* [What you are asked to do]:
Produce an exact copy of all the records.
....
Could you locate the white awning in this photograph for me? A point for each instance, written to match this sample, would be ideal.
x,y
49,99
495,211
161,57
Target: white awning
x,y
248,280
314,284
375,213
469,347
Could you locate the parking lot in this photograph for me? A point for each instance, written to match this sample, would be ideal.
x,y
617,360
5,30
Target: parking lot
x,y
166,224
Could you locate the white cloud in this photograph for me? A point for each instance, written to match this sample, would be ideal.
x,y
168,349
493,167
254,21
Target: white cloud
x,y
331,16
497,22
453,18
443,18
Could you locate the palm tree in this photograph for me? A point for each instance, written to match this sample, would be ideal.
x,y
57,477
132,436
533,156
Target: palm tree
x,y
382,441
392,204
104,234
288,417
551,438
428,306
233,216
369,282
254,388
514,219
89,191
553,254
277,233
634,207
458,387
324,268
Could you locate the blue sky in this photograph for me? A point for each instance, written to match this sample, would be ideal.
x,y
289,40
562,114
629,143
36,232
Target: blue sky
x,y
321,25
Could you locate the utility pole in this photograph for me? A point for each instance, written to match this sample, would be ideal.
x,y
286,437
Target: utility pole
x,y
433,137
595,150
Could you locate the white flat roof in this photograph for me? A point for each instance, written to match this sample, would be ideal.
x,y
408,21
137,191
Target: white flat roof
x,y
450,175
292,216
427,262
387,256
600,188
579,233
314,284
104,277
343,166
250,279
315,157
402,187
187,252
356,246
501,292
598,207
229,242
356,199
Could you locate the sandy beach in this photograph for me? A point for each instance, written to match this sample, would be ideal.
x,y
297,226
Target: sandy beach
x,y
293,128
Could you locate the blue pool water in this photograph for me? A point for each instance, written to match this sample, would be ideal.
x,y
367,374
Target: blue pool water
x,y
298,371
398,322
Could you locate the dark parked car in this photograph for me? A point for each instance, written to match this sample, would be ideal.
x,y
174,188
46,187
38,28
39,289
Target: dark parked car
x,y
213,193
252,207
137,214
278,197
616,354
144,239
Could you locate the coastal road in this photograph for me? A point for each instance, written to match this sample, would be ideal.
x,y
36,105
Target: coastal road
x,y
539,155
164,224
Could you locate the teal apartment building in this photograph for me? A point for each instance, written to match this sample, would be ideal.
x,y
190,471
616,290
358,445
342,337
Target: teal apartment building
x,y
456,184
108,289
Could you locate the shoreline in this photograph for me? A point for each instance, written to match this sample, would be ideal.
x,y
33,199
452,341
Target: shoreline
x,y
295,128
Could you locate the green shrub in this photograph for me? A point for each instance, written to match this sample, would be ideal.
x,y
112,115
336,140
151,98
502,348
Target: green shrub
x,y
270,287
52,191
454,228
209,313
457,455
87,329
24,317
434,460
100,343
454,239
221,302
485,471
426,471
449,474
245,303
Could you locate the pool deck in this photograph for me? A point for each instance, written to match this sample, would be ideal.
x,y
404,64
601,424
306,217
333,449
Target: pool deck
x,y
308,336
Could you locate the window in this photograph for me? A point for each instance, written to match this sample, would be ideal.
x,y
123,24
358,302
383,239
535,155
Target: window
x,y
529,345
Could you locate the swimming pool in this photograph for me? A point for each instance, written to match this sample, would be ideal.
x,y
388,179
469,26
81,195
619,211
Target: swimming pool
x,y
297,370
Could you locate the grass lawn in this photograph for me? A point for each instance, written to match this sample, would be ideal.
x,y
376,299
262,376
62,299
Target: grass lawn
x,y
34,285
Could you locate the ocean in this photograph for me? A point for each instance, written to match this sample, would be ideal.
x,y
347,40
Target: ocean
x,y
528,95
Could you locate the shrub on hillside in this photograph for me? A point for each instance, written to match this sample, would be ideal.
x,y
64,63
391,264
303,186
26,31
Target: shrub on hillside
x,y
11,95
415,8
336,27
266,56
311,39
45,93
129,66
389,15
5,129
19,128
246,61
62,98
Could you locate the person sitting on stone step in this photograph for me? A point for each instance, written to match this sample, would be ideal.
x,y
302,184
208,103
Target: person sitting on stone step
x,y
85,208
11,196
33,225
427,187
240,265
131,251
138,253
....
* [Answer for this exercise]:
Could you locate the white awning in this photograph for me? A point for each instance, written to match this sample, would be ideal.
x,y
49,99
495,211
161,57
Target: white awning
x,y
248,280
314,284
375,213
469,347
Could you locate the parking lot in this photograph for me? A point for each instance, written to match this sample, would be ideal.
x,y
617,360
5,30
Target: parking lot
x,y
166,224
Could you locate the white cloud in this photograph for me? A point for each instance, written to match this sample, would be ideal.
x,y
168,349
493,167
254,21
Target: white cloud
x,y
331,16
497,22
453,18
443,18
Could you locate the palm tree in this photograph for me? A point for each instance, written to match this sample, would be ideal.
x,y
57,477
132,436
533,156
Target: palm tree
x,y
382,441
392,204
104,234
288,417
551,438
428,306
233,216
369,282
254,388
514,219
89,191
553,254
277,233
634,207
458,387
324,268
Could you locate the blue sky in this photograph for me? A point for each instance, written to match this sample, would be ideal.
x,y
289,40
562,114
629,143
36,232
Target: blue sky
x,y
321,25
Could you locate the utility pole in this photograph for me? A point for each instance, written to match this sample, would be ideal.
x,y
286,437
Target: utility pole
x,y
433,137
595,150
Could you locate the white flat roof in this photograph for me? A point for each instance, written to match this sample, would be ideal.
x,y
408,21
137,191
Target: white flat roof
x,y
450,175
292,216
427,262
387,256
600,188
579,233
314,284
104,277
343,166
250,279
315,157
402,187
187,252
356,246
501,292
598,207
229,242
356,199
Could you locate the sandy beach in this photograph for me? A point for each instance, written to match this sample, would be ideal.
x,y
297,226
Target: sandy beach
x,y
293,128
Could you locate the blue pool water in this photograph for me? A point for each instance, written to match this sample, would be ideal.
x,y
367,374
Target: blue pool water
x,y
298,371
398,322
Could you locate the dark parked car in this photograph for me? A point for each instance, written to match this sample, would be ideal.
x,y
174,188
46,187
38,28
39,289
Target: dark parked car
x,y
213,193
252,207
137,214
278,197
616,354
144,239
Could you locate the coastal road in this photograph for me? A point for each instance, written to match this sample, would be ideal.
x,y
36,105
Target: coastal road
x,y
539,155
164,224
Could you locate the teal apartment building in this photograph for me? A point for each instance, written to match this sample, would be ideal.
x,y
190,471
616,290
358,445
342,337
Target: teal apartment building
x,y
456,184
108,289
Could you locate the shoreline in this photograph for me? A point for each instance, written to match this sample, would be ideal.
x,y
33,199
452,341
Target: shoreline
x,y
295,128
Could you locate the green shrub in this photograph for me? A point for each instance, written to match this sample, would be ideal.
x,y
112,115
336,140
151,98
502,348
Target: green shrub
x,y
270,287
52,191
454,228
209,313
457,455
87,329
24,317
434,460
100,343
454,239
221,302
485,471
426,471
449,474
245,303
Could you locate the pool deck in this photograph for me? A point for each instance, written to match this sample, would be ideal.
x,y
404,64
601,424
306,217
333,449
Target: pool deck
x,y
308,336
Could you locate the window in this photograph for me? A point for each instance, written to match this sample, would be ideal.
x,y
123,24
358,302
383,239
535,155
Target: window
x,y
529,345
Could you locate the swimming pool in this photograph for me? A point for each instance, written to match this sample, would be ideal.
x,y
388,179
469,26
81,195
619,211
Target: swimming pool
x,y
297,370
Could you locate the grass lawn in this photograph for me? A point for each instance, written to match this sample, would be ideal.
x,y
376,299
262,376
62,299
Target: grass lawn
x,y
34,285
Could you locate the ocean in this photograph for me? A point for each instance, written to match this sample, would be ideal.
x,y
347,40
Target: ocean
x,y
528,95
Could you locate the shrub on hillside in this photograph for me? A point for each instance, written to match this sample, would be ideal.
x,y
64,63
391,264
303,186
26,31
Target: shrub on hillside
x,y
11,95
415,8
336,27
266,56
311,39
45,93
129,66
389,15
5,129
19,128
246,61
62,98
Could you locate the person sitting on stone step in this photograph for me? A point for each instance, written to match this sample, would be ideal.
x,y
302,184
208,103
Target: person sitting on stone step
x,y
85,208
11,196
33,225
427,187
240,265
131,251
138,253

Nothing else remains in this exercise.